Text section —

JafSoft Support Forums  
  Products:
AscToHTM (text to HTML) / AscToPDF (text to PDF) / AscToRTF (text to RTF) / Detagger (HTML to text and markup removal) 

 
  Forum options:
Forum Index  Register  Login  Search  FAQ  Log Out
Member options:
My Profile  Inbox  Member List  Address Book  My Subscription  My Forums 
 
 

Note: Some forums require a login other than "Guest" in order to post messages and replies


Using Detagger to remove UBB Code?

 
Logged in as: Guest
Users viewing this topic: none
  Printable Version
All Forums > [Public forums (moderated)] > Ask JafSoft > Using Detagger to remove UBB Code? Page: [1]
Login
Message << Older Topic   Newer Topic >
Using Detagger to remove UBB Code? - 7/10/2007 8:23:13 AM   
Guest
Hello, Jaf...

It's good to see you're still creating, enhancing, selling and supporting your excellent set of file conversion tools!

You would probably remember me as the crazy user who came to you a few years ago to buy AsctoHTM and ended up suggesting the whole notion of DeTagger to you. In fact, I later served the alpha tester for the original releases of Detagger and watched it evolve from a concept into a fully released and very useful tool.

Now I've come up with another possible use for Detagger that I wanted to ask about. These days I'm regularly faced with a similar dilemma of wanting to remove coding from large files; but rather than straight HTML code, it's now UBB Code. I got to wondering today if you had ever come up with a version of Detagger that would do that? The files in question contain individual comma-delimited rows dumped from a SQL table so what I'm hoping to find is some way to rip through the file and remove all UBB coding without disturbing the CSV formatting or adding additional line breaks into the file while removing the UBB stuff. I have tested line lengths in these files and some rows in the test file I examined were up to to 16k in length!

My question is it is possible to do that somehow with the latest version of Detagger?

Thanks...

Best Professional Regards,
Websissy
  Post #: 1
RE: Using Detagger to remove UBB Code? - 7/10/2007 9:07:58 AM   
Jaf

 

Posts: 70
Joined: 2/1/2006
Status: offline
quote:

ORIGINAL: Guest

You would probably remember me as the crazy user who came to you a few years ago to buy AsctoHTM and ended up suggesting the whole notion of DeTagger to you. In fact, I later served the alpha tester for the original releases of Detagger and watched it evolve from a concept into a fully released and very useful tool.

Problem 1 —
Work out how many lines of the records contain the string "objects", with case counting, and reply with only that number.
The forum thread and the records after it have nothing to do with each other.

(Records of labeled boxes)

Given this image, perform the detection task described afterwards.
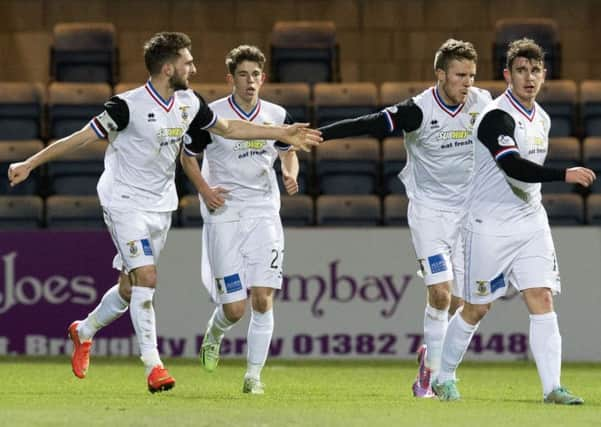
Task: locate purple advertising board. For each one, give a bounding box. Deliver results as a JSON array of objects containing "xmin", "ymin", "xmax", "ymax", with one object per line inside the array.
[{"xmin": 0, "ymin": 231, "xmax": 133, "ymax": 355}]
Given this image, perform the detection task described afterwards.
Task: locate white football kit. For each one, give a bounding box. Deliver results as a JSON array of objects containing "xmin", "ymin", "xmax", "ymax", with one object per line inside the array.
[
  {"xmin": 464, "ymin": 90, "xmax": 561, "ymax": 304},
  {"xmin": 384, "ymin": 87, "xmax": 491, "ymax": 295},
  {"xmin": 189, "ymin": 95, "xmax": 291, "ymax": 304},
  {"xmin": 89, "ymin": 81, "xmax": 217, "ymax": 271}
]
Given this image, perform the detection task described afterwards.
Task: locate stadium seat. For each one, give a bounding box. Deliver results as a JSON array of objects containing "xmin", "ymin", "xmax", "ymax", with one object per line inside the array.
[
  {"xmin": 280, "ymin": 194, "xmax": 315, "ymax": 227},
  {"xmin": 580, "ymin": 80, "xmax": 601, "ymax": 137},
  {"xmin": 537, "ymin": 80, "xmax": 578, "ymax": 137},
  {"xmin": 492, "ymin": 18, "xmax": 561, "ymax": 80},
  {"xmin": 47, "ymin": 141, "xmax": 108, "ymax": 196},
  {"xmin": 50, "ymin": 22, "xmax": 118, "ymax": 84},
  {"xmin": 313, "ymin": 83, "xmax": 378, "ymax": 126},
  {"xmin": 190, "ymin": 83, "xmax": 232, "ymax": 103},
  {"xmin": 586, "ymin": 194, "xmax": 601, "ymax": 225},
  {"xmin": 179, "ymin": 194, "xmax": 203, "ymax": 228},
  {"xmin": 475, "ymin": 80, "xmax": 507, "ymax": 99},
  {"xmin": 543, "ymin": 194, "xmax": 584, "ymax": 225},
  {"xmin": 315, "ymin": 138, "xmax": 380, "ymax": 194},
  {"xmin": 384, "ymin": 194, "xmax": 409, "ymax": 226},
  {"xmin": 271, "ymin": 21, "xmax": 340, "ymax": 83},
  {"xmin": 0, "ymin": 196, "xmax": 44, "ymax": 230},
  {"xmin": 0, "ymin": 140, "xmax": 44, "ymax": 196},
  {"xmin": 316, "ymin": 195, "xmax": 381, "ymax": 227},
  {"xmin": 0, "ymin": 82, "xmax": 44, "ymax": 140},
  {"xmin": 382, "ymin": 137, "xmax": 407, "ymax": 194},
  {"xmin": 48, "ymin": 83, "xmax": 112, "ymax": 138},
  {"xmin": 542, "ymin": 137, "xmax": 582, "ymax": 193},
  {"xmin": 261, "ymin": 83, "xmax": 311, "ymax": 123},
  {"xmin": 582, "ymin": 136, "xmax": 601, "ymax": 194},
  {"xmin": 273, "ymin": 151, "xmax": 315, "ymax": 194},
  {"xmin": 46, "ymin": 196, "xmax": 104, "ymax": 229}
]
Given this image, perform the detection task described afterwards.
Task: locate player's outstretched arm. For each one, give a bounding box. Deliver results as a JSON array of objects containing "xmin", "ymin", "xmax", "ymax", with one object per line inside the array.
[
  {"xmin": 8, "ymin": 125, "xmax": 99, "ymax": 187},
  {"xmin": 207, "ymin": 118, "xmax": 322, "ymax": 151},
  {"xmin": 280, "ymin": 149, "xmax": 299, "ymax": 196}
]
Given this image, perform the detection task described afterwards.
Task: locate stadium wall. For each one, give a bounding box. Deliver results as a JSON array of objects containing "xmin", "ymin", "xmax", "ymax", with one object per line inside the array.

Problem 2 —
In the forum thread about removing UBB Code with Detagger, what do the files in question contain?

Correct result 1 —
5

Correct result 2 —
Individual comma-delimited rows dumped from a SQL table.